Chlorophyll-bearing algae had appeared long back in the history of the earth, and at the beginning of the palaeozoic era (500 million years ago) there already was 1% of oxygen in the atmosphere, which in the early stages is thought to have consisted of carbon dioxide, water vapour, oxides of nitrogen, sulphur compounds and probably hydrogen.

The first traces of charcoal from forest fires found in ancient sedimentary rocks have been dated to around 375 million years ago. This indicates that by that time the plants had already produced enough oxygen to make up at least 13% of the gas in the atmosphere, the minimum required to light and sustain forest fires.

The percentage of oxygen apparently reached the present value of 21 some 350 million years ago, and exceeded 35 some 280 m. years ago. It is thought to have come back to present-day values in a few million years and stayed in the neighbourhood of this value thereafter.

Climatic instability

In the nineteen thirties, the British meteorologist W. J. Humphreys expressed the idea that the ocean-atmosphere climate system was inherently unstable and liable to change rapidly from a stable phase of warmth to another stable phase of ice. The climate expert C.E.P.Brooks also came up with similar opinions a few years later. Many of their colleagues thought there was sense in the theory, but the majority rejected it as fanciful, even preposterous. At the time of Humphreys, it was only known that there had been an ice age a long time ago, but he believed that the instability of the climate could one day cause another one, maybe millions of years hence.

It took three more decades and the extraction and examination of kilometres of deep-ocean mud cores to discover that in the past two million years the ocean-atmosphere system had known a series of alternating ice ages and warm periods.

Effect of human activity

Each ice age lasted about 100,000 years, and each warm period a mere 15,000years or so. A few decades later, more detailed information about temperatures was obtained from ice cores drilled out from locations in Greenland. From these data it could be deduced that the climate was indeed unstable, and changes from cold to warm or warm to cold could be achieved in a few decades.

From the thirties right through the sixties, the main worry was that we were approaching the next ice age, and society should start preparing to face it. But in the seventies meteorologists again started to think of a warming brought about by the increase of carbon dioxide in the atmosphere.

***

=== BRIEF 1 ===
Echo the passage on oxygen and climate history word for word, everything from "The first traces" down to "this value thereafter.".
=== BRIEF 2 ===
According to the passage on oxygen and climate history, what is the minimum share of oxygen in the atmosphere needed to light and sustain forest fires?
=== BRIEF 3 ===
Pick up the passage on oxygen and climate history after its last sentence and keep writing.
The data that come next aren't needed.

=== INFORMATION SUPPLIED ===
***

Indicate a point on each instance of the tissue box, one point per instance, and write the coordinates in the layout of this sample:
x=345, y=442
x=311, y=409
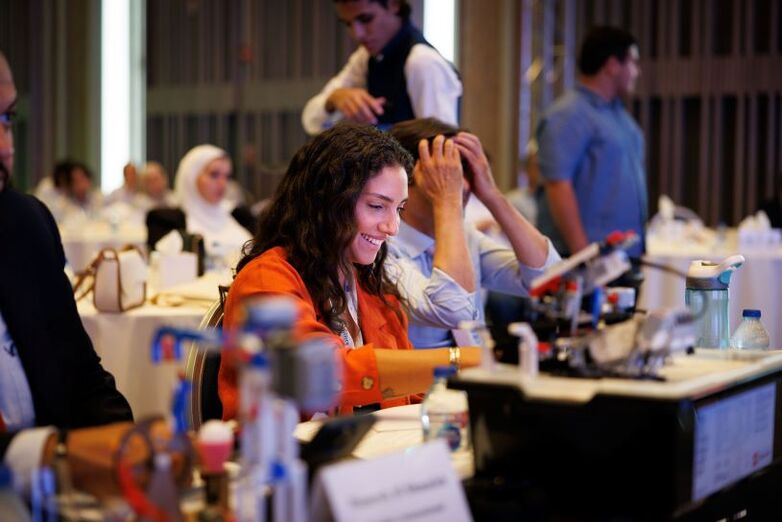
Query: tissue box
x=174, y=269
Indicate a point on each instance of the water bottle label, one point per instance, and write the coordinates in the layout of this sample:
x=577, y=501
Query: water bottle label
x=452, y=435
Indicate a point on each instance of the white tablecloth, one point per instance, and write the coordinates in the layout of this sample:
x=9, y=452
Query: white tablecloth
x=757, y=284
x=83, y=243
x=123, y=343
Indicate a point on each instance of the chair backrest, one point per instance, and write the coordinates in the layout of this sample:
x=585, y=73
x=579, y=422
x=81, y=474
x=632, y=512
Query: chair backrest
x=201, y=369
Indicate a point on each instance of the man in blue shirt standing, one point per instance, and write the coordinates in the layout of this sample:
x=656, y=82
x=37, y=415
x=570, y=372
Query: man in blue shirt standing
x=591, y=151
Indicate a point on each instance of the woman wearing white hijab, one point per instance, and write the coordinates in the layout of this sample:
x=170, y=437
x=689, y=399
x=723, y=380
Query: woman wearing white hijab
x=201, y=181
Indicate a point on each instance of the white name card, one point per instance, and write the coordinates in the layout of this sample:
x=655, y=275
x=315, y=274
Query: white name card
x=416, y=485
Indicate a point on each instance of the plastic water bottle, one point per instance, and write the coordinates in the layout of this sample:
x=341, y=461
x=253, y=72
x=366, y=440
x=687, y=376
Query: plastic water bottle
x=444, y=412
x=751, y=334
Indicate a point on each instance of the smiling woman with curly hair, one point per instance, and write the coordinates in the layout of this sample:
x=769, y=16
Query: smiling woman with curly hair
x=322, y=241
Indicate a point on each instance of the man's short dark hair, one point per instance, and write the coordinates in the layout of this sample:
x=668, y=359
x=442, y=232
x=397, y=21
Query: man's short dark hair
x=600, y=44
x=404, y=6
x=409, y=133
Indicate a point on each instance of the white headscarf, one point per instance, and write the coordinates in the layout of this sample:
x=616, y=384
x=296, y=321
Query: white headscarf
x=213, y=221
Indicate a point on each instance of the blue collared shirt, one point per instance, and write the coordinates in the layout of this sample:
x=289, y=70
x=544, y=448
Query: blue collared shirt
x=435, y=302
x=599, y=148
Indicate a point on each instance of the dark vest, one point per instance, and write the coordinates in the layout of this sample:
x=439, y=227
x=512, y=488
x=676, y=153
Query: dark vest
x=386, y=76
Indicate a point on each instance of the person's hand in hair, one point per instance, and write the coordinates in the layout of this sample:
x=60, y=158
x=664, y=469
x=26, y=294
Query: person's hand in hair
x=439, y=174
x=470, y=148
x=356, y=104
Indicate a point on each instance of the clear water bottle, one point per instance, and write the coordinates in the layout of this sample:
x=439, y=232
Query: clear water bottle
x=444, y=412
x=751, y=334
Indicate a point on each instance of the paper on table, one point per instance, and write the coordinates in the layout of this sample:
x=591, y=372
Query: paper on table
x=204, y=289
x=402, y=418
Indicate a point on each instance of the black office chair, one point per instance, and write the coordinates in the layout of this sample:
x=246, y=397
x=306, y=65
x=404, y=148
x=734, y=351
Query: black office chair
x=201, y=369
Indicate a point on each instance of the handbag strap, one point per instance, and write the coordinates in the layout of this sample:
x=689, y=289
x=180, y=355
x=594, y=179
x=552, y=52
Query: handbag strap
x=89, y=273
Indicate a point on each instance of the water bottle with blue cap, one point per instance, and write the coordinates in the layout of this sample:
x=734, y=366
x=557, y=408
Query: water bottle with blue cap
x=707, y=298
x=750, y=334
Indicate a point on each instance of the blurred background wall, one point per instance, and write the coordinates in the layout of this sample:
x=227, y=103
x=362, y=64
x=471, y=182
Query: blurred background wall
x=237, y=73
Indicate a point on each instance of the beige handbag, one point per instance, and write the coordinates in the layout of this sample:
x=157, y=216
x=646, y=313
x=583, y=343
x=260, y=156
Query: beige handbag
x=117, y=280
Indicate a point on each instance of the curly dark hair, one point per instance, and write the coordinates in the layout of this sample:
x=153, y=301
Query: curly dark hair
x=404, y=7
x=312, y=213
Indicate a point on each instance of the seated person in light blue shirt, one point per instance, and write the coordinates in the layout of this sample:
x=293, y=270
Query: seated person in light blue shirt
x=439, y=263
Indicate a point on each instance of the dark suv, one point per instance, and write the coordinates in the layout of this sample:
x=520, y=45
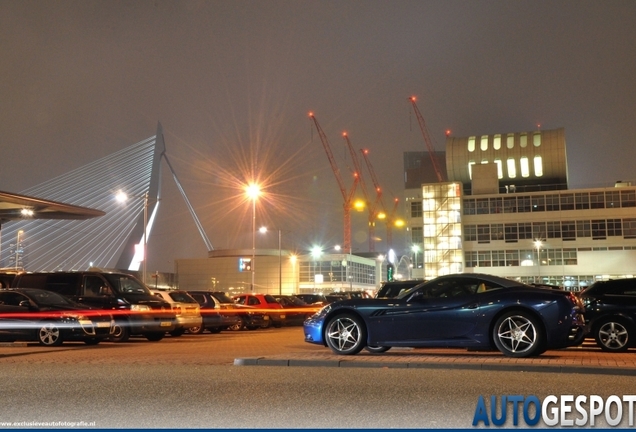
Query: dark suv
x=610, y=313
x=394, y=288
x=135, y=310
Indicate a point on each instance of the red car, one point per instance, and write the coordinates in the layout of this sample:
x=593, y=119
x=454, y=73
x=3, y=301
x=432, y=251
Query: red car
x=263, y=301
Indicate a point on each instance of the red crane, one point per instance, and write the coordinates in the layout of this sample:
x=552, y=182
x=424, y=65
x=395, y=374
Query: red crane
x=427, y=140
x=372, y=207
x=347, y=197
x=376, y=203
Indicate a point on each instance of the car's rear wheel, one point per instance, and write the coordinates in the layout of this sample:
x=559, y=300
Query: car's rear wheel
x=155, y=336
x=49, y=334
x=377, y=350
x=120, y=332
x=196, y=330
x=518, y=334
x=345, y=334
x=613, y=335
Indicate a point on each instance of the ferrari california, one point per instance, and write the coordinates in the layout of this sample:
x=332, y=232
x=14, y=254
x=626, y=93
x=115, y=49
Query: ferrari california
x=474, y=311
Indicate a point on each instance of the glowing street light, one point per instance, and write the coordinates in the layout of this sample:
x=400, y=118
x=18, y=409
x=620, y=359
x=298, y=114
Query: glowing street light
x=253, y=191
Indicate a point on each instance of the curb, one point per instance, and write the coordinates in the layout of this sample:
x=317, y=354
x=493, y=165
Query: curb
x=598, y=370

***

=== ANSWER 1 ===
The first traces of charcoal from forest fires found in ancient sedimentary rocks have been dated to around 375 million years ago. This indicates that by that time the plants had already produced enough oxygen to make up at least 13% of the gas in the atmosphere, the minimum required to light and sustain forest fires.

The percentage of oxygen apparently reached the present value of 21 some 350 million years ago, and exceeded 35 some 280 m. years ago. It is thought to have come back to present-day values in a few million years and stayed in the neighbourhood of this value thereafter.

=== ANSWER 2 ===
At least 13%.

=== ANSWER 3 ===
With the knowledge that living things do alter conditions in the biosphere, it seemed appropriate that we should be asking ourselves whether the activities of our own species are not altering the environment in a dangerous manner.

The temperature at the earth?s surface has exceeded present-day values by only about 2 to 3 degrees over the past 200,000 years. Modern man has been on the move only about 125,000 years, so that the 3- to 6-degree rises being forecast for the third quarter of the present century will be taking us into unknown territory.

The graph here represents mean temperatures over the earth from 250,000 years ago to our own times. The time-scale is logarithmic, and the labelling is in thousands of years. Here it is plain that all through the period covered, temperatures have been subject to sudden changes and that the duration of any set of conditions has been of the order of three to five thousand years, sometimes even less.

But during the current Holocene beginning 10,300 years ago, the temperature has been rather too equable, with the exception of a small dip 8,300 years ago, which did not go too far down and from which the climate recovered very soon. Meteorologists would like to know if the start of agriculture around 8,000 years ago, with the primitive system of clearing land by burning, the rearing of herds and flocks, and probably the rice paddies, should be thanked for this respite. So far so good, but the question now arises as to how far the activities of man, the new species of ape with a voluminous brain and exceptional intelligence, will take us along the path of climate change.

And if he continues to load the air with carbon dioxide, methane nitrogen oxides etc., will this behaviour take us along the path of accelerating warming, or will the unstable climate system be pushed into another cold phase?